• _REQUESTS_:
A) In the golf course article, reproduce the passage starting at "The original Beaver" and ending at "started to work.", switching "bluff" to "cliff".
B) According to the golf course article, who has been hired to do the design work once the project reaches that stage?
C) Please extend the article about restoring the golf course, picking up right after its final sentence.

The course once had a nice little stream running through the property. It crossed the first fairway and rambled over to the ninth, then took all sorts of crazy turns over by the seventh green and eighth tee. It eventually found its way to the southwestern corner of the property, where it emptied harmlessly into Narragansett Bay. But things changed over the years of neglect. Leaves and twigs and debris clogged the stream and dammed it; the dams forming the ponds have since been breached.

Now, where the first fairway once ran down toward the bay, brambles, briars, and scrub brush have overrun the grounds and grow without regard to other vegetation. Almost smack in the center of a pond that once sat in front of the eighth tee grew a maple tree, recently felled, with a trunk 21/2 feet in diameter and limbs that reached nearly 30 feet high.

Just as it's difficult to look at the Wicked Witch of the West and imagine Miss America, it takes creativity and foresight to view the property on Beavertail Road and envision a golf course. But that's the plan, and it'll happen sometime soon if Robert Munro Clarke has his way.

Clarke has a grand plan -- and a grand piece of property to go with it -- and if everything comes to fruition, the new Beaver Tail Golf Links will truly be something to behold.

The original Beaver Tail Golf Links was a magnificent site. Located on a bluff offering majestic views of Narragansett Bay, Rhode Island Sound, and the Atlantic Ocean, it was built on the estate of Audley Clarke for one person -- the owner. (There's a relation between that Clarke and this Clarke, but don't ask how; it's very complicated.) Robert Clarke first contemplated opening a nine-hole course on the property, but after some research turned up proof the abandoned course was designed by famed golf course architect A.W. Tillinghast -- and even after he discovered that fact, Clarke, a non-golfer who admits he knows next to nothing about the game, had to understand who Tillinghast was and why his work is considered so significant -- his mind started to work.

He likens his find to a "violinist discovering an unidentified Stradivarius." And who would want to waste such an opportunity?

So his plans changed. Now they consist of restoring and modernizing nine holes of Tillinghast's original Beaver Tail, and supplementing those with nine new holes designed in a similar style. (Only nine holes of the original course are still available; the remaining land was sold in the 1970s and used to develop large residential estates.) If Steve Smyers, who's been hired to do the design work once the project reaches that stage, does his job, the style of the two nines will be so similar players won't be able to distinguish between the two.

"The Tillinghast nine would be restored and enhanced," says Smyers, "and the enhancement comes from designing for the modern-day golfer. It definitely needs length and we have to make the tees bigger because there are more people playing. Remember, when the course was built it was built for one person.

"The routing of the original golf course was brilliant in that you're always battling the wind from a different direction. If we can come close to duplicating that on the new holes, and keep the feel of the existing nine, I think we'll be fine."

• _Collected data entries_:

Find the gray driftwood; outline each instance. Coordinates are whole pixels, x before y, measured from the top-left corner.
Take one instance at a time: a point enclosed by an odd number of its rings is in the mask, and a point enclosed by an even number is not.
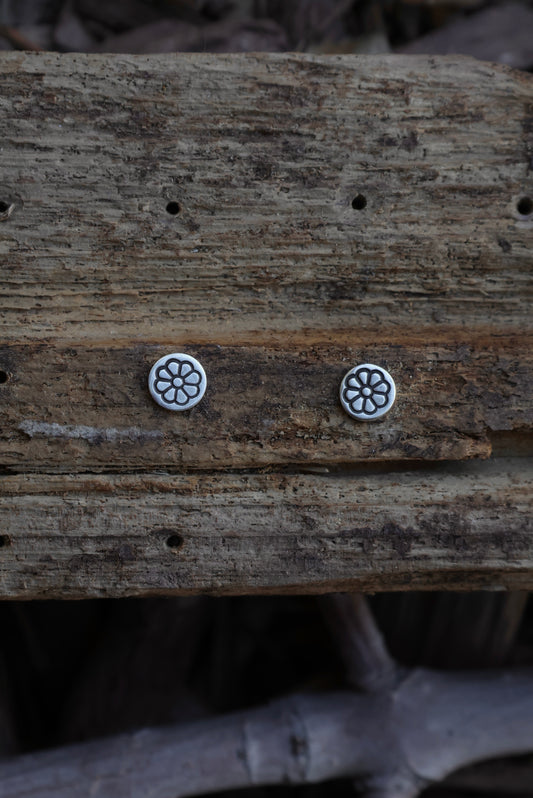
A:
[[[414,798],[479,759],[531,750],[533,673],[414,671],[387,692],[292,696],[182,727],[0,763],[2,798],[183,798],[359,779]]]
[[[4,476],[0,589],[530,589],[532,480],[526,458],[342,476]]]
[[[533,76],[6,53],[0,98],[3,595],[531,585],[530,461],[434,464],[533,452]]]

• _OUTPUTS_:
A)
The original Beaver Tail Golf Links was a magnificent site. Located on a cliff offering majestic views of Narragansett Bay, Rhode Island Sound, and the Atlantic Ocean, it was built on the estate of Audley Clarke for one person -- the owner. (There's a relation between that Clarke and this Clarke, but don't ask how; it's very complicated.) Robert Clarke first contemplated opening a nine-hole course on the property, but after some research turned up proof the abandoned course was designed by famed golf course architect A.W. Tillinghast -- and even after he discovered that fact, Clarke, a non-golfer who admits he knows next to nothing about the game, had to understand who Tillinghast was and why his work is considered so significant -- his mind started to work.

B) Steve Smyers

C)
Thoughts have jumped ahead to the clearing of land and the start of construction, which could happen late this spring, but getting to that point is more than a mere formality. The difficult permitting process still needs to be completed, and when precious waterfront property is involved as it is at Beaver Tail, nothing can be assumed.

"If we can get through these next few months," said Smyers, "we're downhill after that. You don't want to take anything for granted, it's a critical three months we're in, but everyone's also ready to go forward."

The old-timers in southern Rhode Island all agree the original Beaver Tail Golf Links was a fine golf course, which makes it even more difficult to believe how quickly it deteriorated and was left for dead. But the summer colony, largely from Philadelphia and St. Louis, dwindled. Effects from the Depression still lingered, and the only access to the island was by ferry.

Only a few years after the course was opened, Audley Clarke began a series of leasing agreements with various operating companies. They'd pay Clarke a nominal fee -- sometimes as little as $1 a year -- and have to assume responsibility of the course's upkeep. None of the operating companies was in good financial health -- not surprising; a 1942 ledger found among the old records shows a total income of not quite $1,000 for the year -- and time and time again the course changed hands.

After Audley Clarke died in the late 1940s, the skid accelerated. When the operating company in charge of the property pulled up stakes in 1947, no other interest ever developed until Robert Clarke, who owns some 18 acres adjacent to the property, did so in December 1973.

"This is just not another golf course," Clarke says firmly. "It's something much different than that. I didn't realize that when I first got involved, but now, after finding the historical significance, I know the project has the potential to be so much more."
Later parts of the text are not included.